- [EXERCISE INSTRUCTIONS] In the listing below, pick out each line that contains the word "brown" and copy it.

-.-.-

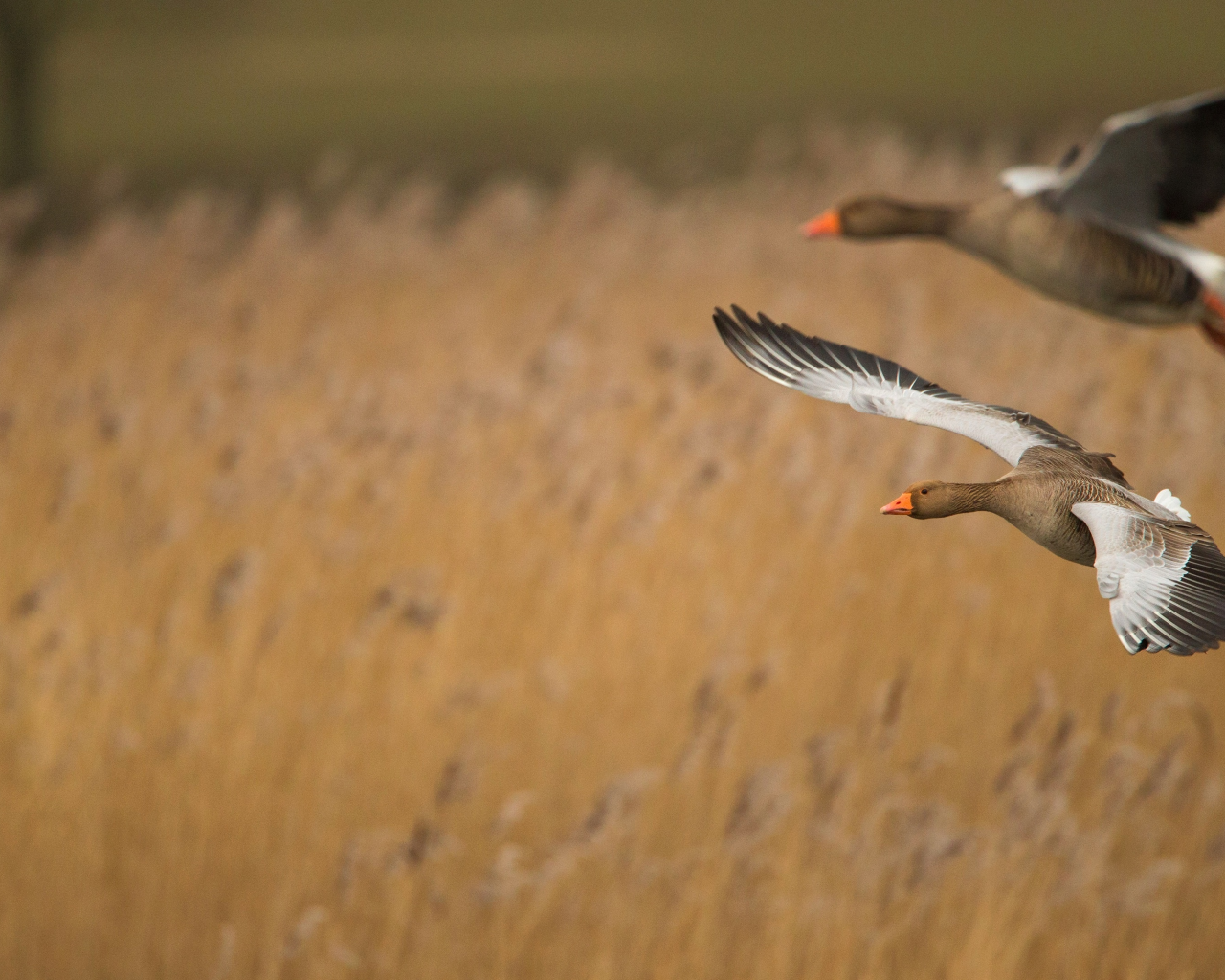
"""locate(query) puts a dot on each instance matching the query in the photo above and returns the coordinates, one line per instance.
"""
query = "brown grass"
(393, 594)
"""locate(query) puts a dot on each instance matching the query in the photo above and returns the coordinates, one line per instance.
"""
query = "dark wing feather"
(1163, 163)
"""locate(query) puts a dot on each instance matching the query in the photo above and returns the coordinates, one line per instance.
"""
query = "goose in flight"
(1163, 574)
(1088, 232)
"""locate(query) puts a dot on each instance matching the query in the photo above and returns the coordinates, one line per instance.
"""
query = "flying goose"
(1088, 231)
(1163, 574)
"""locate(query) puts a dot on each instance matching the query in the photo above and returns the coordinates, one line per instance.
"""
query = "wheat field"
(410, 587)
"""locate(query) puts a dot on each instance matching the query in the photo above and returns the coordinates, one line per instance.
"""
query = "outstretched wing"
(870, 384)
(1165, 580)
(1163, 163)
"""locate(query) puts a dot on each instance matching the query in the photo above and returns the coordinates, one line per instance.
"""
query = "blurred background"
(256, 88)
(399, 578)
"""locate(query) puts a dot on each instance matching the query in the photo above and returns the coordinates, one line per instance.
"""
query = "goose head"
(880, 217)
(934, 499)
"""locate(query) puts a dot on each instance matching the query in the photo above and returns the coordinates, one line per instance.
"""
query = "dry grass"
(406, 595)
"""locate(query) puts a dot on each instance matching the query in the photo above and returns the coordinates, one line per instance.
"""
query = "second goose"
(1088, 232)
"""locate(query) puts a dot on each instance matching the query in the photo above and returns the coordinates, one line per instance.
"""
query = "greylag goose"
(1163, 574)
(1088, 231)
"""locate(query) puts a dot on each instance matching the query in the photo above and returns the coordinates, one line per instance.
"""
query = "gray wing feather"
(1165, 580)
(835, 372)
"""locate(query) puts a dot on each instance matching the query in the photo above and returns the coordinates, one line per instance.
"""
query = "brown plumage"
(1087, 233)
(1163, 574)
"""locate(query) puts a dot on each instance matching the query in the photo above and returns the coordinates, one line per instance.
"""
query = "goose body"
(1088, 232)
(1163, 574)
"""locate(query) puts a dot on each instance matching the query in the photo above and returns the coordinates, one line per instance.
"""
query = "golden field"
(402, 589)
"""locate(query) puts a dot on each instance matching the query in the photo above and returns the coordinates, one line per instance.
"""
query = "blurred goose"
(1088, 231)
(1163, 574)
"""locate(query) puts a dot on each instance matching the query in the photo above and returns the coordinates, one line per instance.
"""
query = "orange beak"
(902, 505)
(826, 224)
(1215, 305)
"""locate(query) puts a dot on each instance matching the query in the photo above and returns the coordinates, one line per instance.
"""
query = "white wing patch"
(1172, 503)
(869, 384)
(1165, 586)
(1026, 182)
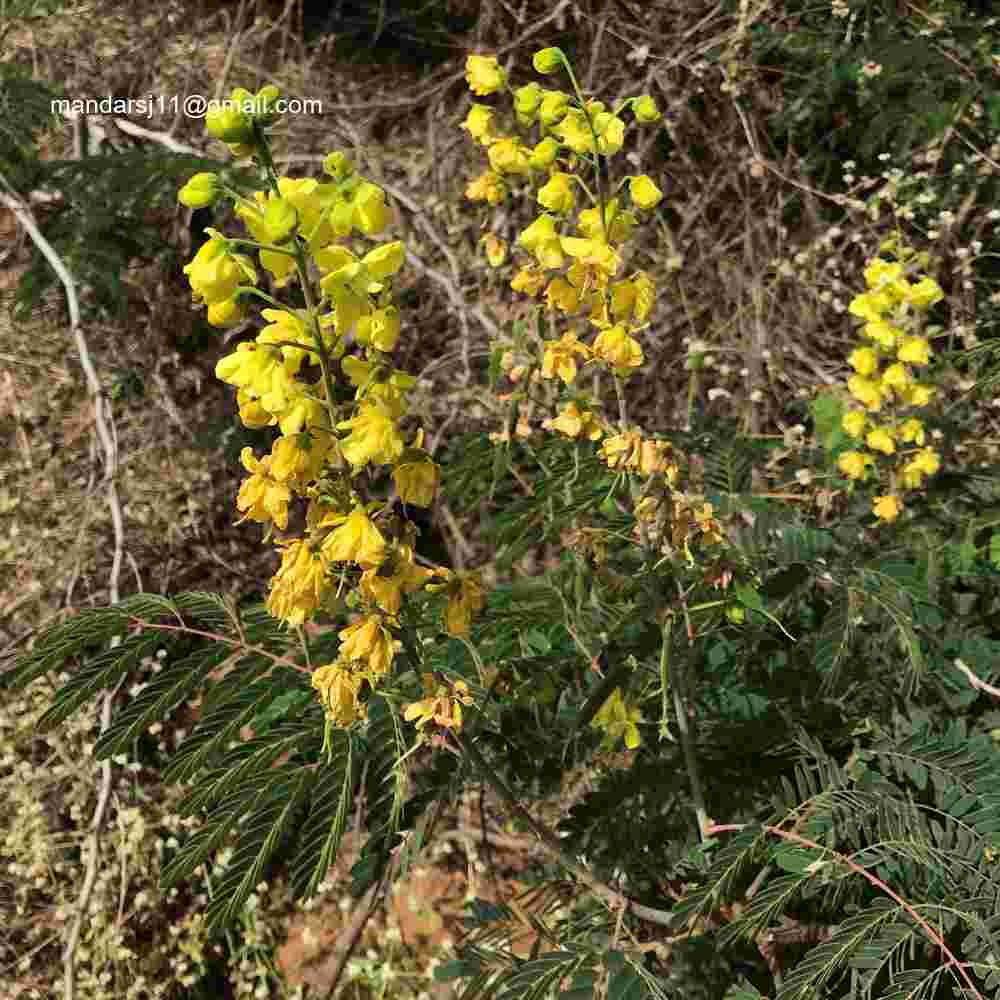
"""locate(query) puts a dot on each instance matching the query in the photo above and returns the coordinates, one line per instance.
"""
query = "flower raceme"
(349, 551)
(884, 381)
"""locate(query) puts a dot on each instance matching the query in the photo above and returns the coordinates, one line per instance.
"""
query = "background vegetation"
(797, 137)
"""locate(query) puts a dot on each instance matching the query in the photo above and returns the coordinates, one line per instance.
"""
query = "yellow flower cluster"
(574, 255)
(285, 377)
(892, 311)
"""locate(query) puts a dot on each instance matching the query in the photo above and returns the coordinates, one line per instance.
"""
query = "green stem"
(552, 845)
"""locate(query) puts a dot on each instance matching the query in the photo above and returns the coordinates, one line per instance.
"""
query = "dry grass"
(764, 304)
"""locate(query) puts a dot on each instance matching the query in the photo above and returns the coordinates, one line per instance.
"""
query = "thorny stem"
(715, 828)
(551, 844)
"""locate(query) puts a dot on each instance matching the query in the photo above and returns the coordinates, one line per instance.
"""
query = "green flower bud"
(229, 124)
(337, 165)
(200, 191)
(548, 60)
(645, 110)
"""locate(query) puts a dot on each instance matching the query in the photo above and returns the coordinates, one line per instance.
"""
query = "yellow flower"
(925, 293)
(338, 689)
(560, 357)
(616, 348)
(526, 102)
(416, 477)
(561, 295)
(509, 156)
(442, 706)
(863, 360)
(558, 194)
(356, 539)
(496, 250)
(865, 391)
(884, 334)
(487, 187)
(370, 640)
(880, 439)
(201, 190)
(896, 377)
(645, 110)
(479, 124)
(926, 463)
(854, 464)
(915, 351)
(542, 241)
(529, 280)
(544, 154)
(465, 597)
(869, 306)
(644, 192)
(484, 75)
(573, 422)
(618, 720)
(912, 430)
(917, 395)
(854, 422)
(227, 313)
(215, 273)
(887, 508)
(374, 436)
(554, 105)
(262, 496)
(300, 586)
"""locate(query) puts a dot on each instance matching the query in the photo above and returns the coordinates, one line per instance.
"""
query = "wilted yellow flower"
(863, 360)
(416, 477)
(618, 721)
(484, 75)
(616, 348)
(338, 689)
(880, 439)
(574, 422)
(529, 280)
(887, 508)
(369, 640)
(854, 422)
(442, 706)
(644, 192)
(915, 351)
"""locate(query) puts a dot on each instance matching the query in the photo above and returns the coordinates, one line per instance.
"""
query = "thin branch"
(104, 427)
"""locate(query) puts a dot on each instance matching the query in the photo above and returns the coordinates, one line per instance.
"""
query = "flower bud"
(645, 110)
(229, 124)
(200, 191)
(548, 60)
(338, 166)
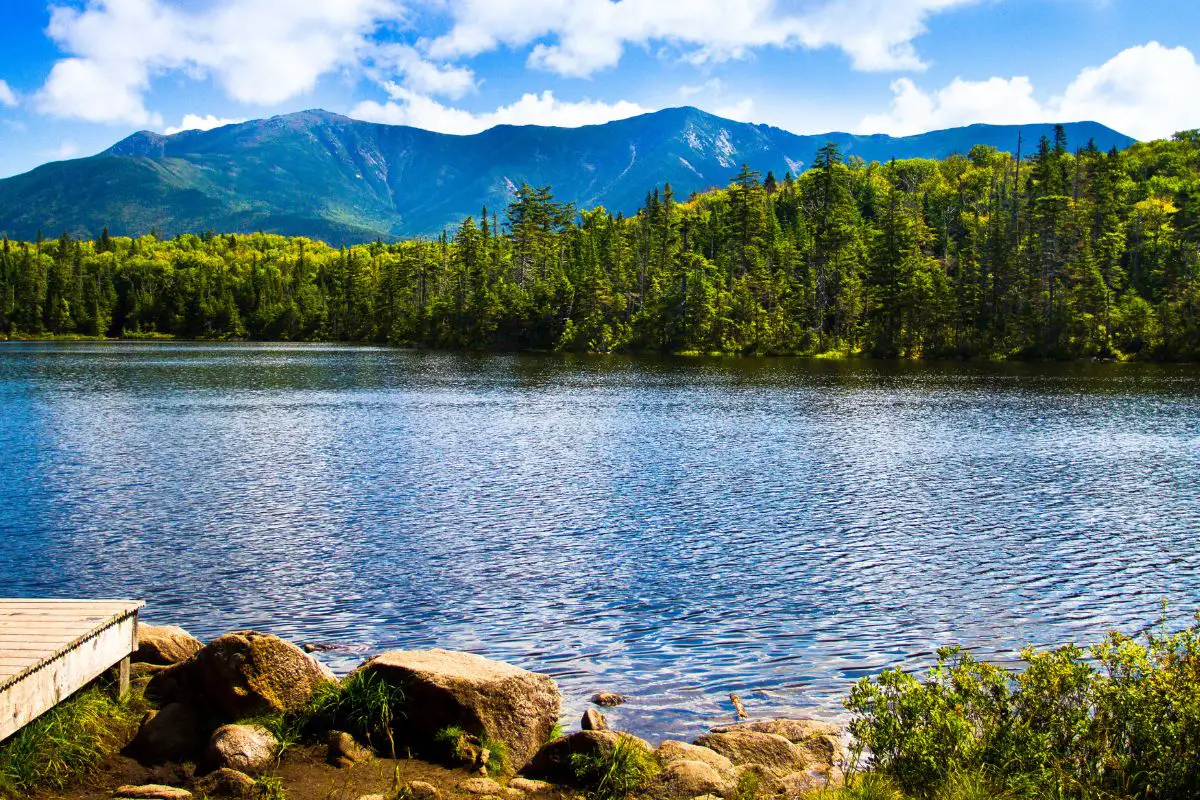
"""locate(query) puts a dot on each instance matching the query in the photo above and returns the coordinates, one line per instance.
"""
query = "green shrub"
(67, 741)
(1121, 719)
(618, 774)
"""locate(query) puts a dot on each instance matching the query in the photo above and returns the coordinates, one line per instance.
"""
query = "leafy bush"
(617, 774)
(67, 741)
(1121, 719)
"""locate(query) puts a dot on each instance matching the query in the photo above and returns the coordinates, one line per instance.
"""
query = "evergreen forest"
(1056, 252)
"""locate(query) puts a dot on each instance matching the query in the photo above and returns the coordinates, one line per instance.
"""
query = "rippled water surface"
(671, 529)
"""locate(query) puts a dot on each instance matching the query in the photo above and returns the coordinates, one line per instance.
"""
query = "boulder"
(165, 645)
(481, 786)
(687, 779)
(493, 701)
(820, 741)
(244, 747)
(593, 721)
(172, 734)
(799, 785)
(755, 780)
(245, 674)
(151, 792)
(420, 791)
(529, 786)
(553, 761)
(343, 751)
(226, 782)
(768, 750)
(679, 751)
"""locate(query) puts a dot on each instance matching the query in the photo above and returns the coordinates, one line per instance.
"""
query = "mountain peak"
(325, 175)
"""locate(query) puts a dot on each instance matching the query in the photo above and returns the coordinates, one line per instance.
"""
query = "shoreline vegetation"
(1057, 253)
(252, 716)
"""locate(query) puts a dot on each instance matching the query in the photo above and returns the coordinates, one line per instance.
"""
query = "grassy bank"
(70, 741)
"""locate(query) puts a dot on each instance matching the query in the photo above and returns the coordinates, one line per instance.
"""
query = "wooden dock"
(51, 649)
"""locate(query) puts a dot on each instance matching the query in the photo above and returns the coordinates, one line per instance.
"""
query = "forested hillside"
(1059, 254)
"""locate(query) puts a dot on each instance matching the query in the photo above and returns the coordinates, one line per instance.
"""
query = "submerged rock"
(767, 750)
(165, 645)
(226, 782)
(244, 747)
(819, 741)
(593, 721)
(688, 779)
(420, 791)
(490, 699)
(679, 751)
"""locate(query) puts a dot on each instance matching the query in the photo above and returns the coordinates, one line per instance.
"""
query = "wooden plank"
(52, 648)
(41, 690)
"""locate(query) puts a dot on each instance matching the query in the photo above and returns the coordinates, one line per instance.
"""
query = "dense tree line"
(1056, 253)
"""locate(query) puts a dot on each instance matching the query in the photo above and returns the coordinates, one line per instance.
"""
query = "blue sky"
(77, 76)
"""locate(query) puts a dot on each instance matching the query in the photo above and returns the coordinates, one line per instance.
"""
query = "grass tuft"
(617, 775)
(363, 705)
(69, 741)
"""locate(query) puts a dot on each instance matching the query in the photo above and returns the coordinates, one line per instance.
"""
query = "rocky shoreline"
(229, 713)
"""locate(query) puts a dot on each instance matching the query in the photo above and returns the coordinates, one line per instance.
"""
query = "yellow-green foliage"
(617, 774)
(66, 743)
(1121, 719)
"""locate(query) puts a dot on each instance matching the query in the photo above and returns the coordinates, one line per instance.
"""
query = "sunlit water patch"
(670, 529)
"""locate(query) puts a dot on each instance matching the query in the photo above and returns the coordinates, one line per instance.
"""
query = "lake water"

-.-.-

- [THE ANSWER]
query = "brown grass"
query = "brown plumage"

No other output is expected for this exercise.